* **EXERCISE TASK**:
Rewrite each of the items below, changing "localize" to "locate" and leaving everything else as it is.

** start **

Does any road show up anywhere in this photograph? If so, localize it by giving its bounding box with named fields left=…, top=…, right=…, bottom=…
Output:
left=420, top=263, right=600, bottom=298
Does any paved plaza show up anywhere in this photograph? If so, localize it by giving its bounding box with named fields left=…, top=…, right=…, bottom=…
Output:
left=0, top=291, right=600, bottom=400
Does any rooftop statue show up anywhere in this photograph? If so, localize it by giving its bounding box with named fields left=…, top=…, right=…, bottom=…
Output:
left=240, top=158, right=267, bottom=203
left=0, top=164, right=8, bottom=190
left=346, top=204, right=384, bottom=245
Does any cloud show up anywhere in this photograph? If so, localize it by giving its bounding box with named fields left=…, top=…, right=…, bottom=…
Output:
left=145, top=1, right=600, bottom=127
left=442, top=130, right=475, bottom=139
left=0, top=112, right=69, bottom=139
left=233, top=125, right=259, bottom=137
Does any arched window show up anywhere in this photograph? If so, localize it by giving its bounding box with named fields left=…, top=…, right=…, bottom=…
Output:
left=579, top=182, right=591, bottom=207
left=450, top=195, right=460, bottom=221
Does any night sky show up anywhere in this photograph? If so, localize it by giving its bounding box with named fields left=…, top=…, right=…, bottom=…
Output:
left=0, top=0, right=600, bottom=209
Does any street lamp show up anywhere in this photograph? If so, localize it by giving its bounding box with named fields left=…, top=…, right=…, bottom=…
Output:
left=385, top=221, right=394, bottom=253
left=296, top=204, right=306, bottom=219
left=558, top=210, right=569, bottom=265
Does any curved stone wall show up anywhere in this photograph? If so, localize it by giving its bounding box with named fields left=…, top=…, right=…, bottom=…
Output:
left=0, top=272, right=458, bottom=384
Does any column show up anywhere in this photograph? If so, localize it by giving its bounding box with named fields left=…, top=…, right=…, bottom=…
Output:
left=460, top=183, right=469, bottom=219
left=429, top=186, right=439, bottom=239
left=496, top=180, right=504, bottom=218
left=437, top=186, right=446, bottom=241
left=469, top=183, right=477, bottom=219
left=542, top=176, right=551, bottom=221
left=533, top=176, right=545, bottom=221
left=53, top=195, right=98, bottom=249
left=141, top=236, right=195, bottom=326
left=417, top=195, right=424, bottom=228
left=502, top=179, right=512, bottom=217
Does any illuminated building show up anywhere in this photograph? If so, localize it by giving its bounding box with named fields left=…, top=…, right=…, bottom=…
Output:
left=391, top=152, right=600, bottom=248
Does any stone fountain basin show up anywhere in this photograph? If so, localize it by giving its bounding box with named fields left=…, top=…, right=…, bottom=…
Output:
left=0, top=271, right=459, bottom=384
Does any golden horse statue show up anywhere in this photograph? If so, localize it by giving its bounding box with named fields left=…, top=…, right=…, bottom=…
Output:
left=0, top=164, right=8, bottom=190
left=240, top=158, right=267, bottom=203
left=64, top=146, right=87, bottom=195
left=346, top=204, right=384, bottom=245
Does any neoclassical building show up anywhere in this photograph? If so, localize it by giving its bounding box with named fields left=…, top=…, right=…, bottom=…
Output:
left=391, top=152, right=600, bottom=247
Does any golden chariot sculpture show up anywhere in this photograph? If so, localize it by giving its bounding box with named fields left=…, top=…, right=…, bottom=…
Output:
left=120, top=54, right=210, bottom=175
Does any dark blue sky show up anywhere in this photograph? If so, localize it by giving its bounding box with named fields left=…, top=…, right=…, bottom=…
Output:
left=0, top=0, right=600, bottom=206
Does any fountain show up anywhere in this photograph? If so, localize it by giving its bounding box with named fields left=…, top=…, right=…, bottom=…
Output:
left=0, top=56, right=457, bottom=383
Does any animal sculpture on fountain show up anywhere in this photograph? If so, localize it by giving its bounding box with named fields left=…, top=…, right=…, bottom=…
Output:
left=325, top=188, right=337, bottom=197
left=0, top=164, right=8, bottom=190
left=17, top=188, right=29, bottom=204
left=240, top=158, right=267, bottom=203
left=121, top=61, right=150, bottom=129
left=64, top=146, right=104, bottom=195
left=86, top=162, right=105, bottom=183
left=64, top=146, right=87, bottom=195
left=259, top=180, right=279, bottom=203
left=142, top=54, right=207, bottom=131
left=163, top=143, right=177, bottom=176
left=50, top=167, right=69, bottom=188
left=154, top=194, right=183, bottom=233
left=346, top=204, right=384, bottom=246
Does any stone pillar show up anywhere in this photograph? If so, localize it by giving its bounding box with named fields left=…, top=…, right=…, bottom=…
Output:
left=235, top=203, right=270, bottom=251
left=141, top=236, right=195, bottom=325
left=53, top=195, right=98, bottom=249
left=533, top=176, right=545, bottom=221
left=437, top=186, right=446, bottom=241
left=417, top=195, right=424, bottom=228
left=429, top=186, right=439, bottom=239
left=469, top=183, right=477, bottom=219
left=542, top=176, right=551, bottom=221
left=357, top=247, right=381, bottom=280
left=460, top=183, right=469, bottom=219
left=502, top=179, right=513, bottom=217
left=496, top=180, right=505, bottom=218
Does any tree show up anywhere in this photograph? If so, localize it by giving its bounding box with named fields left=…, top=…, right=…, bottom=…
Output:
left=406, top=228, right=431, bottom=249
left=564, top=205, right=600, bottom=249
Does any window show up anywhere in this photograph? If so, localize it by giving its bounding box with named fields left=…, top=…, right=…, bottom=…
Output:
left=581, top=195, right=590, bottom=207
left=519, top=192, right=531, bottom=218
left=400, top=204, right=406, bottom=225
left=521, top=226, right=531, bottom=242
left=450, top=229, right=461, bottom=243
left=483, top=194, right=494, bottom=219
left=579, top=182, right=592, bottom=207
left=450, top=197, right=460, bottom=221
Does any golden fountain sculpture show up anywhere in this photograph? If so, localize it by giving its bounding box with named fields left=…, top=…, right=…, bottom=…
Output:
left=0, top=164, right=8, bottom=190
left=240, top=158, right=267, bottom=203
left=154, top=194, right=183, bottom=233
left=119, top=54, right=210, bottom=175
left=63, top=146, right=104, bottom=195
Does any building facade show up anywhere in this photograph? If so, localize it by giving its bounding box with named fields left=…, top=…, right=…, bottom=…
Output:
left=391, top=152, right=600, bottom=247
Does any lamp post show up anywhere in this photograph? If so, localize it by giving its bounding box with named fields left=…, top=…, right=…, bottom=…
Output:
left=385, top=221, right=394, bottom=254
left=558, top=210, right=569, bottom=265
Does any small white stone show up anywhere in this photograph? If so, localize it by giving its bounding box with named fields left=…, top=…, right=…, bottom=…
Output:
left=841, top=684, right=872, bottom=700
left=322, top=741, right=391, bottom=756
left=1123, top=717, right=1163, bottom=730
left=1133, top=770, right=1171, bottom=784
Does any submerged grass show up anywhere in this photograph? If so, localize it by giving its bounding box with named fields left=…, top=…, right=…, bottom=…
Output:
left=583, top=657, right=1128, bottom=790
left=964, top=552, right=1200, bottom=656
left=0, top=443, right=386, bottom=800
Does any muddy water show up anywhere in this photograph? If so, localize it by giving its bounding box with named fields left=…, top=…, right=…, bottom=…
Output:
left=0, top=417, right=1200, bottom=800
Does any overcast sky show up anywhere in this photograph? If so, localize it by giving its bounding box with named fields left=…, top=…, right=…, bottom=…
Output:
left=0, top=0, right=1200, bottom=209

** end **

* **CORRECT ANSWER**:
Does any road show up anywhere in this photograph? If so, locate it by giving its bounding box with named fields left=…, top=…, right=…, bottom=…
Output:
left=420, top=263, right=600, bottom=298
Does any paved plaza show up anywhere in this photograph? If so, locate it by giving its bounding box with named fields left=…, top=…, right=…, bottom=…
Output:
left=0, top=291, right=600, bottom=400
Does any rooftop statue show up anywhere in this photograph? If so, locate it by giving its bounding box with named fields left=…, top=…, right=…, bottom=…
Output:
left=240, top=158, right=267, bottom=203
left=0, top=164, right=8, bottom=190
left=346, top=204, right=384, bottom=245
Does any cloud show up anywhere in this photograph? If so, locate it by giving its bounding box with named fields left=…, top=…, right=…, bottom=…
Output:
left=145, top=1, right=600, bottom=127
left=442, top=130, right=475, bottom=139
left=0, top=112, right=69, bottom=139
left=233, top=125, right=259, bottom=137
Does any arched window show up anywhere in this photograph? If so, locate it by giving its bounding box with named fields left=…, top=…, right=…, bottom=…
Output:
left=579, top=182, right=591, bottom=207
left=450, top=195, right=460, bottom=221
Does any night sky show up anywhere in this photograph? If so, locate it by giving its bounding box with named fields left=…, top=…, right=…, bottom=…
Output:
left=0, top=0, right=600, bottom=209
Does any street lamp show up anywhere in this photograph? If so, locate it by giving its bounding box with named fields left=…, top=…, right=…, bottom=…
Output:
left=385, top=221, right=394, bottom=253
left=296, top=204, right=306, bottom=219
left=558, top=210, right=569, bottom=265
Does any curved stone wall show up anywhere in this photograph? If so, locate it by giving its bounding box with named fields left=…, top=…, right=…, bottom=…
Output:
left=0, top=272, right=458, bottom=384
Does any column show up anywhere in this photograph? If so, locate it by giving its bounding box with named fields left=…, top=…, right=…, bottom=…
Output:
left=460, top=183, right=469, bottom=219
left=429, top=186, right=439, bottom=239
left=496, top=180, right=504, bottom=218
left=437, top=186, right=446, bottom=241
left=469, top=183, right=477, bottom=219
left=542, top=176, right=551, bottom=221
left=533, top=176, right=545, bottom=221
left=53, top=195, right=98, bottom=249
left=141, top=236, right=195, bottom=326
left=417, top=195, right=424, bottom=228
left=502, top=179, right=512, bottom=217
Does any illuminated building show up anywhere in this photograph? If so, locate it by giving its bounding box with named fields left=…, top=…, right=…, bottom=…
Output:
left=391, top=152, right=600, bottom=248
Does any stone fountain basin show up anywhere in this photograph? If so, locate it by giving its bounding box with named fields left=…, top=…, right=…, bottom=…
Output:
left=0, top=271, right=459, bottom=384
Does any golden horse statue show up anywhere in this photograph? If so, locate it by giving its bounding box with named fields left=…, top=…, right=…, bottom=…
Output:
left=0, top=164, right=8, bottom=190
left=240, top=158, right=267, bottom=203
left=64, top=146, right=87, bottom=195
left=346, top=204, right=384, bottom=245
Does any neoclassical building show up anywhere in this photograph? If so, locate it by giving its bounding box with named fields left=…, top=…, right=…, bottom=…
Output:
left=391, top=152, right=600, bottom=247
Does any golden chariot sculpture show up anywhere in this photograph? If so, locate it by giving its bounding box with named fields left=…, top=…, right=…, bottom=…
Output:
left=120, top=54, right=210, bottom=175
Does any dark blue sky show up anywhere in this photograph? If so, locate it by giving its bounding box with named fields left=…, top=…, right=…, bottom=…
Output:
left=0, top=0, right=600, bottom=206
Does any fountain show up anywhere in this photograph? If so, locate it by giving its bounding box with named fields left=…, top=…, right=…, bottom=…
Output:
left=0, top=56, right=457, bottom=383
Does any animal sculpture on fountain show up anywhere in this photograph? If so, locate it by giving its bounding box with named fields left=…, top=…, right=…, bottom=…
Output:
left=325, top=188, right=337, bottom=197
left=0, top=164, right=8, bottom=190
left=17, top=188, right=29, bottom=204
left=240, top=158, right=267, bottom=203
left=121, top=61, right=150, bottom=129
left=64, top=146, right=104, bottom=195
left=86, top=162, right=105, bottom=183
left=64, top=146, right=87, bottom=195
left=259, top=180, right=279, bottom=203
left=142, top=54, right=207, bottom=131
left=163, top=143, right=177, bottom=176
left=50, top=167, right=69, bottom=188
left=154, top=194, right=183, bottom=233
left=346, top=204, right=384, bottom=246
Does any stone pillar show up anywhere in this photograph? If so, locate it by giving its bounding box with named fields left=…, top=…, right=…, bottom=…
Output:
left=235, top=203, right=270, bottom=251
left=141, top=236, right=195, bottom=325
left=53, top=195, right=98, bottom=249
left=533, top=176, right=545, bottom=221
left=437, top=186, right=446, bottom=241
left=417, top=195, right=424, bottom=228
left=429, top=186, right=439, bottom=239
left=469, top=183, right=477, bottom=219
left=542, top=176, right=551, bottom=221
left=357, top=247, right=381, bottom=280
left=460, top=183, right=469, bottom=219
left=502, top=179, right=513, bottom=217
left=496, top=180, right=505, bottom=218
Does any tree show up anywhere in this photograph? If so, locate it by giving its bounding box with named fields left=…, top=…, right=…, bottom=…
Output:
left=406, top=228, right=431, bottom=249
left=564, top=205, right=600, bottom=249
Does any window show up anywhere in this photograph? If so, locate it by giving its bounding box with named fields left=…, top=…, right=…, bottom=…
Output:
left=581, top=195, right=590, bottom=207
left=519, top=192, right=531, bottom=218
left=400, top=204, right=406, bottom=225
left=521, top=226, right=531, bottom=242
left=450, top=229, right=461, bottom=243
left=483, top=194, right=494, bottom=219
left=579, top=182, right=592, bottom=207
left=450, top=197, right=460, bottom=221
Does any golden fountain sculpture show up anywhere in this photograph? If so, locate it by giving its bounding box with named fields left=…, top=…, right=…, bottom=…
Output:
left=0, top=164, right=8, bottom=190
left=240, top=158, right=267, bottom=203
left=154, top=194, right=183, bottom=233
left=119, top=54, right=210, bottom=175
left=63, top=146, right=104, bottom=195
Does any building facade show up anywhere in this photograph? If so, locate it by giving its bounding box with named fields left=…, top=…, right=…, bottom=…
Output:
left=391, top=152, right=600, bottom=247
Does any lamp post show up anywhere in this photograph? If so, locate it by giving its bounding box with named fields left=…, top=…, right=…, bottom=…
Output:
left=385, top=221, right=394, bottom=254
left=558, top=210, right=569, bottom=265
Does any small white stone show up anywhere in this photograph? If so, locate it by giving its bounding box with named fields left=…, top=…, right=…, bottom=…
Output:
left=841, top=684, right=872, bottom=700
left=322, top=741, right=391, bottom=756
left=1123, top=717, right=1163, bottom=730
left=1133, top=770, right=1171, bottom=784
Does any submerged grass show up anywhere in this photograph? If so, locate it by giving its bounding box with named fields left=…, top=…, right=…, bottom=…
Output:
left=583, top=657, right=1128, bottom=790
left=964, top=552, right=1200, bottom=656
left=0, top=443, right=386, bottom=800
Does any muddy water show up anywhere in this photograph? If so, locate it by giving its bounding box with named fields left=…, top=…, right=…, bottom=…
Output:
left=0, top=417, right=1200, bottom=800
Does any overcast sky show up anywhere in this photograph? If so, locate it by giving its bounding box with named fields left=…, top=…, right=…, bottom=…
Output:
left=0, top=0, right=1200, bottom=209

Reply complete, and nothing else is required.